SET TASK » Could you copy out every one of the records, substituting "man's hand" for each "man's arm" and leaving everything else untouched?

==== EXERCISE INPUTS ====

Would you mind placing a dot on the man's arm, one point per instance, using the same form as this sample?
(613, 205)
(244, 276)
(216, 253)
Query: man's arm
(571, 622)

====

RESPONSE TO THE EXERCISE »
Would you mind placing a dot on the man's hand, one point per instance, using the same form as this sample?
(613, 205)
(244, 276)
(216, 253)
Query: man's hand
(571, 622)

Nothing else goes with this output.